#### Excerpted text ####
The process of stopping breastfeeding for a baby is called weaning. In general there is no concensus as to when a mother should stop breastfeeding their babies. Some cultures see it as something that should be continued as much as is possible sometimes past the baby’s first birthday while others try to make it only as long as is essential (mostly less than a year)
It is up to you and your baby to decide when the time is right. The World Health Organization recommends that all babies be exclusively breastfed for six months, then gradually introduced to appropriate family foods after six months while continuing to breastfeed for two years or beyond.
Some babies decrease the number of breastfeeds as they begin to be able to digest solid food. The first foods are really tastes and not much is digested or able to be used by the baby. It is often not until nine to 12 months or later that babies are able to actually ingest (swallow) and use the solid foods that they eat.
Breastmilk in the first year
Breastmilk contains all the nourishment needed to promote normal healthy growth and development in babies in their first six months of life and remains the most important food during their first year. Babies weaned from breastmilk prior to their first birthday will need to be given infant formula. Please consult your maternal and child health nurse for further information on this.
Infant formulas are generally not necessary after the first 12 months, as your child should be then receiving a large range of family foods including dairy products.
Stopping breastfeeding early
Sometimes, weaning needs to happen earlier or more quickly than planned. It is normal for a mother to feel sad when she weans, especially if it is earlier than expected. A mother may feel she has no choice but to wean. However, most breastfeeding difficulties can be overcome with help. An Australian Breastfeeding Association counsellor, lactation consultant or maternal and child health nurse can offer you information and support.
Returning to the paid workforce need not mean having to wean. Many women combine breastfeeding with part or full-time work, study and other commitments.
Take your time to wean your baby
Depending on your baby’s age and need for sucking, you can wean either to a cup or bottle. If you decide on a bottle, eventually your baby will need to be weaned from that. Start with whichever breastfeed of the day your baby seems least interested in. Then cut out another breastfeed every few days or even each week, depending on your comfort and your baby’s willingness to cooperate.
#### Entries provided ####
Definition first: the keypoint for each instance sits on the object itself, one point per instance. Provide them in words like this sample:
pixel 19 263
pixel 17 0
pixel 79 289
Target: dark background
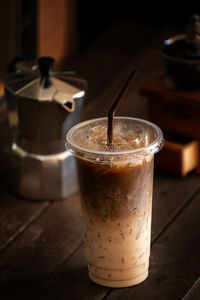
####
Set of tasks:
1) Decide whether each statement below agrees with the weaning text, answering yes or no and quoting the deciding words from the text. (a) The World Health Organization recommends exclusive breastfeeding for a baby's first six months. (b) A mother who returns to paid work has to wean her baby. (c) Infant formula is generally needed after a child's first 12 months.
2) Quote the weaning text word for word, beginning at the words "Returning to the" and stopping after the words "willingness to cooperate.".

Activity answers:
1)
(a) Yes: "The World Health Organization recommends that all babies be exclusively breastfed for six months"
(b) No: "Returning to the paid workforce need not mean having to wean."
(c) No: "Infant formulas are generally not necessary after the first 12 months"

2)
Returning to the paid workforce need not mean having to wean. Many women combine breastfeeding with part or full-time work, study and other commitments.
Take your time to wean your baby
Depending on your baby’s age and need for sucking, you can wean either to a cup or bottle. If you decide on a bottle, eventually your baby will need to be weaned from that. Start with whichever breastfeed of the day your baby seems least interested in. Then cut out another breastfeed every few days or even each week, depending on your comfort and your baby’s willingness to cooperate.